* **EXERCISE OBJECTIVE**
Copy out all the records again, changing "one point per instance" to "a single point for each instance" and keeping everything else the same. Leave the pictures out.
>> START
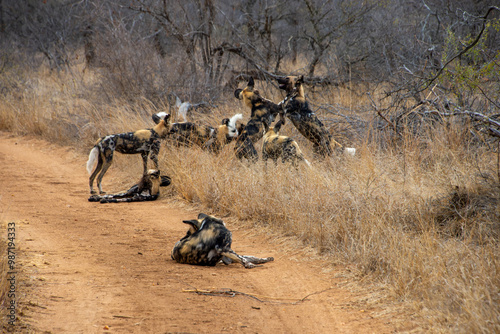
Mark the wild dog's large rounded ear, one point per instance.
(237, 93)
(277, 126)
(154, 172)
(202, 216)
(156, 118)
(266, 126)
(195, 224)
(165, 181)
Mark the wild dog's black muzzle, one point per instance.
(283, 83)
(237, 93)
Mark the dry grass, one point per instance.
(4, 284)
(420, 215)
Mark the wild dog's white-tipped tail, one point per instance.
(350, 151)
(183, 109)
(178, 101)
(234, 119)
(162, 115)
(92, 159)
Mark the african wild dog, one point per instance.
(224, 134)
(141, 142)
(206, 137)
(148, 189)
(275, 146)
(184, 108)
(303, 118)
(263, 110)
(207, 242)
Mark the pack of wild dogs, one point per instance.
(208, 241)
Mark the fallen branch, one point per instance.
(262, 299)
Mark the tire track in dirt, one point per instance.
(91, 268)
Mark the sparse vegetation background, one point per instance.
(413, 85)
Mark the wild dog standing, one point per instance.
(263, 110)
(185, 108)
(225, 133)
(206, 137)
(303, 118)
(141, 142)
(148, 189)
(275, 146)
(207, 242)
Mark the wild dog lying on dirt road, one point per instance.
(141, 142)
(148, 189)
(263, 110)
(207, 242)
(206, 137)
(275, 146)
(303, 118)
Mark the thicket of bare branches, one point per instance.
(433, 56)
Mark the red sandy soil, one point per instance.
(105, 268)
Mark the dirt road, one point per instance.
(93, 268)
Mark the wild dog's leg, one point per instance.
(144, 156)
(236, 258)
(106, 165)
(246, 260)
(94, 173)
(256, 260)
(155, 151)
(135, 198)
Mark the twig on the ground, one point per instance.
(263, 299)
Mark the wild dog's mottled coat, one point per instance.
(262, 110)
(148, 189)
(205, 137)
(207, 242)
(275, 147)
(144, 142)
(303, 118)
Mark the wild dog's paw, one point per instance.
(94, 198)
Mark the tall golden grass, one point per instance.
(420, 215)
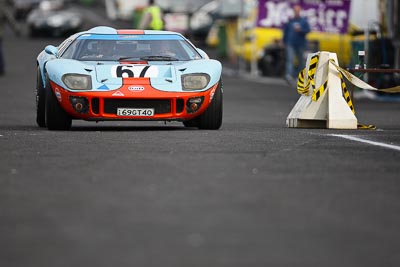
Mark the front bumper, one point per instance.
(103, 105)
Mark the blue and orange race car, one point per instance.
(108, 74)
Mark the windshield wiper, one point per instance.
(131, 57)
(159, 58)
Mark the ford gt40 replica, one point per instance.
(108, 74)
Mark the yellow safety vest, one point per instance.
(156, 18)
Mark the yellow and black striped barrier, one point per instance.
(305, 87)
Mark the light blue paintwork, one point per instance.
(168, 76)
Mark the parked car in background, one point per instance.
(203, 19)
(53, 20)
(21, 8)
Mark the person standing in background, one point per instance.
(5, 18)
(294, 39)
(152, 18)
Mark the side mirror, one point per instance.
(51, 50)
(202, 53)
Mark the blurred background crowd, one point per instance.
(244, 33)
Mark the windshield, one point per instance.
(141, 47)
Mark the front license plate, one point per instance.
(137, 112)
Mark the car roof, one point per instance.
(110, 30)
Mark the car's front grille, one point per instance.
(160, 106)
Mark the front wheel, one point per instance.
(56, 117)
(211, 119)
(40, 100)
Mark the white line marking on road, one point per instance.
(353, 138)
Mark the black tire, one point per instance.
(211, 119)
(40, 100)
(56, 117)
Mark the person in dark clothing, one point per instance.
(5, 18)
(294, 39)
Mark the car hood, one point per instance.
(113, 73)
(164, 76)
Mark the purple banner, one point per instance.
(323, 15)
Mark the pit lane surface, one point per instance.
(254, 193)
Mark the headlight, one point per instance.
(77, 81)
(196, 81)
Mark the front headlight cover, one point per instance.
(77, 81)
(195, 81)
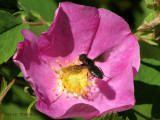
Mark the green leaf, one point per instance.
(150, 17)
(148, 1)
(5, 88)
(147, 90)
(7, 21)
(29, 107)
(15, 104)
(45, 8)
(8, 41)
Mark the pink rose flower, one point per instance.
(63, 86)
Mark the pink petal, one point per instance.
(71, 33)
(35, 71)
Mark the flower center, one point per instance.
(74, 79)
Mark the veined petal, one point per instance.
(35, 71)
(70, 34)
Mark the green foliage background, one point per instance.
(15, 103)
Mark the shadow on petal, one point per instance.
(104, 56)
(106, 89)
(81, 110)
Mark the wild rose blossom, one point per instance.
(63, 86)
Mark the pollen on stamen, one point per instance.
(73, 63)
(77, 58)
(57, 61)
(74, 79)
(53, 68)
(53, 89)
(66, 61)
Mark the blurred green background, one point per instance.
(16, 101)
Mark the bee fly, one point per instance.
(93, 69)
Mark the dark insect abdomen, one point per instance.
(95, 71)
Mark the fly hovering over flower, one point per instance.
(94, 70)
(52, 66)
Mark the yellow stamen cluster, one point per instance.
(74, 78)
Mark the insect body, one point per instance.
(94, 70)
>> END
* **FULL ANSWER**
Mark the wild dog's large rounded ear, a single point for each instance.
(237, 93)
(277, 126)
(154, 172)
(202, 216)
(156, 118)
(266, 126)
(195, 224)
(165, 181)
Mark the wild dog's black muzzle, a single point for each instance.
(283, 83)
(237, 93)
Mark the dry grass, a single point for each instance.
(4, 284)
(420, 215)
Mark the wild dog's white-tipped tail, a single point for each instance.
(350, 151)
(183, 109)
(178, 101)
(234, 119)
(162, 115)
(92, 159)
Mark the african wild dog, a single point for each instance.
(224, 134)
(141, 142)
(206, 137)
(148, 189)
(275, 146)
(184, 108)
(303, 118)
(263, 110)
(207, 242)
Mark the pack of wild dogs, a single point for each instance.
(208, 241)
Mark the fallen branch, a single point for each instance.
(262, 299)
Mark the tire track in dirt, a single point for each instance.
(91, 268)
Mark the sparse vegetation background, a single point for each instance.
(413, 85)
Mark the wild dog standing, a single point for each instance.
(263, 110)
(185, 108)
(225, 133)
(206, 137)
(303, 118)
(141, 142)
(148, 189)
(275, 146)
(207, 242)
Mark the wild dog lying on dirt road, a single point for each instance.
(141, 142)
(148, 189)
(263, 110)
(207, 242)
(206, 137)
(275, 146)
(303, 118)
Mark the thicket of bare branches, a single point for each instance.
(433, 56)
Mark the red sandy soil, a single point for each instance.
(105, 268)
Mark the dirt road, a single point for each instance.
(93, 268)
Mark the wild dog's leg, a single point for each instance.
(144, 156)
(236, 258)
(106, 165)
(246, 260)
(94, 173)
(256, 260)
(155, 151)
(135, 198)
Mark the twig on the ground, a single point for each instance.
(263, 299)
Mark the wild dog's mottled coat, a single point for each instance.
(262, 110)
(148, 189)
(205, 137)
(207, 242)
(275, 147)
(144, 142)
(303, 118)
Mark the wild dog's paw, a single point for each instance.
(94, 198)
Mark the tall golden grass, a single point for each instance.
(420, 215)
Mark the front bumper, a single point for each instance.
(103, 105)
Mark the blue and orange race car, a single point for each instance.
(108, 74)
Mark the windshield wiper, a single point for each instance.
(131, 57)
(159, 58)
Mark the ford gt40 replica, a single point for each instance.
(108, 74)
Mark the yellow safety vest, a single point for each instance.
(156, 18)
Mark the yellow and black striped barrier, a single point for each instance.
(305, 87)
Mark the light blue paintwork, a single point for each instance.
(168, 76)
Mark the parked car in background, a single point for each instance.
(203, 19)
(53, 20)
(21, 8)
Mark the person standing in background, a single point for each instance.
(5, 18)
(294, 39)
(152, 18)
Mark the side mirror, a single point for each instance.
(51, 50)
(202, 53)
Mark the blurred background crowd, a single point for each instance.
(244, 33)
Mark the windshield, a single point for each instance.
(141, 47)
Mark the front license plate, a single point for each instance.
(137, 112)
Mark the car roof, a single point for each instance.
(110, 30)
Mark the car's front grille, a single point for each instance.
(160, 106)
Mark the front wheel, a single point for each instance.
(56, 117)
(211, 119)
(40, 100)
Mark the white line marking on road, a single point for each instance.
(353, 138)
Mark the black tire, a single point for each instance.
(211, 119)
(40, 100)
(56, 117)
Mark the person in dark clothing, a single point for each instance.
(5, 18)
(294, 39)
Mark the car hood, a single point for each instance.
(113, 73)
(164, 76)
Mark the purple banner, a single point for each instance.
(323, 15)
Mark the pit lane surface, a single point for each instance.
(254, 193)
Mark the headlight, a single point for each instance.
(77, 81)
(196, 81)
Mark the front headlight cover, a single point for each instance.
(77, 81)
(195, 81)
Mark the green leaf, a single point for each instance.
(150, 17)
(148, 1)
(5, 88)
(147, 90)
(7, 21)
(29, 107)
(15, 104)
(45, 8)
(8, 41)
Mark the pink rose flower, a single point for each instance.
(63, 86)
Mark the pink petal, a single point for each instance.
(71, 33)
(35, 71)
Mark the flower center, a single point for each instance.
(74, 79)
Mark the veined petal, a single point for each instance.
(35, 71)
(70, 34)
Mark the green foliage background, a single point for each instance.
(15, 103)
Mark the shadow on petal, a single point for each instance.
(104, 56)
(106, 89)
(81, 110)
Mark the wild rose blossom, a single point for each instance.
(63, 86)
Mark the pollen on stamen, a single point for each instance.
(73, 63)
(77, 58)
(57, 61)
(74, 79)
(53, 68)
(53, 89)
(66, 61)
Mark the blurred green background, a single point for each instance.
(16, 101)
Mark the bee fly, a single point for each instance.
(93, 69)
Mark the dark insect abdomen, a single point for each instance.
(95, 71)
Mark the fly hovering over flower, a single point for each instance.
(94, 70)
(52, 66)
Mark the yellow stamen cluster, a single point for each instance.
(74, 78)
Mark the insect body, a single point for each instance.
(94, 70)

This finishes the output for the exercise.